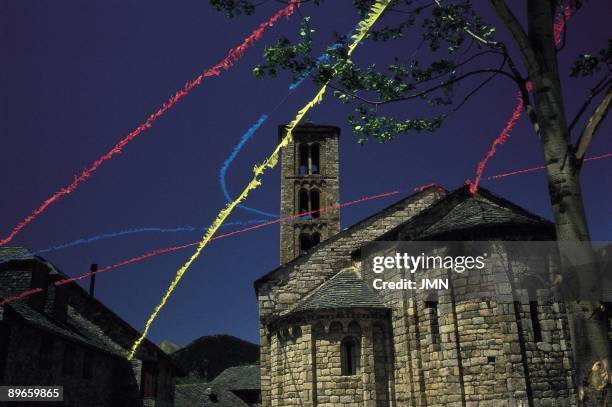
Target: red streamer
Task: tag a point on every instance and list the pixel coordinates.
(234, 55)
(558, 28)
(429, 186)
(184, 246)
(21, 296)
(542, 167)
(560, 23)
(503, 136)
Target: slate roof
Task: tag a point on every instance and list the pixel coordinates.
(460, 211)
(231, 379)
(350, 230)
(73, 329)
(344, 290)
(472, 213)
(10, 253)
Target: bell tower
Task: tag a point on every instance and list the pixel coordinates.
(309, 182)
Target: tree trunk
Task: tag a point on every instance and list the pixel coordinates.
(590, 345)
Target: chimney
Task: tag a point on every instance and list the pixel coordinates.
(39, 274)
(92, 281)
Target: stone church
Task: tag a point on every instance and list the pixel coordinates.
(329, 339)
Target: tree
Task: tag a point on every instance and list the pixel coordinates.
(460, 44)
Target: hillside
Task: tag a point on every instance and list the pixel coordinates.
(206, 357)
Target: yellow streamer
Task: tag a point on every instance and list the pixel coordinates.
(362, 29)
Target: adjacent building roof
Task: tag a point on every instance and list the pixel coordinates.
(75, 329)
(344, 290)
(222, 391)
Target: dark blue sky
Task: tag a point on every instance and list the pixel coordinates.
(76, 76)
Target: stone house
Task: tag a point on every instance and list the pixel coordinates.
(63, 336)
(328, 339)
(236, 386)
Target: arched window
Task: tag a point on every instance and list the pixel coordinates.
(304, 242)
(533, 284)
(303, 201)
(315, 202)
(434, 323)
(315, 159)
(349, 356)
(303, 159)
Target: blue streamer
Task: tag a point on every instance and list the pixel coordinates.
(251, 131)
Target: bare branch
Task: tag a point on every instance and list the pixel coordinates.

--- --- ---

* [AIM OF THE TASK] Reproduce every line of the records above verbatim, omitting the pictures.

* [ANSWER FOR THIS EXERCISE]
Target: red streamer
Task: tag a point on every instance and list the pixel coordinates.
(234, 55)
(558, 28)
(429, 186)
(184, 246)
(21, 296)
(542, 167)
(560, 23)
(503, 136)
Target: slate roof
Task: tag a point on every instance and list the pixel coordinates.
(460, 211)
(231, 379)
(350, 230)
(73, 329)
(344, 290)
(472, 213)
(10, 253)
Target: bell tower
Task: tag a point on every instance and list the pixel coordinates.
(309, 182)
Target: tree trunk
Task: tag a point on every instance and list the pixel coordinates.
(590, 345)
Target: chimney
Task: tag a point on every instance and list the pixel coordinates.
(39, 274)
(92, 281)
Target: stone church
Task: tag a point on every instance and list the pixel coordinates.
(329, 339)
Target: tree
Task: tag a point on every instance and list the pixel coordinates.
(460, 44)
Target: hillside
Task: tag a point on every instance and list the pixel coordinates.
(206, 357)
Target: yellow streamer
Task: tag a point on every instance and list the pixel coordinates.
(362, 29)
Target: adjacent building roof
Task: tag a point on every instance and list the pixel coordinates.
(75, 329)
(344, 290)
(222, 391)
Target: dark blue sky
Task: tag a point on every instance and list the pixel coordinates.
(76, 76)
Target: stone house
Task: tag a point on every instance and list the pixel coordinates.
(63, 336)
(328, 339)
(236, 386)
Target: arched window
Task: tag a point on every instance and list the pixel coordinates.
(304, 242)
(533, 284)
(303, 201)
(315, 202)
(434, 323)
(315, 159)
(349, 356)
(303, 159)
Target: blue streamer
Task: tag a point on every instance and list the pixel coordinates.
(251, 131)
Target: bare branch
Task: tag a point on every instance and list the pixel coordinates.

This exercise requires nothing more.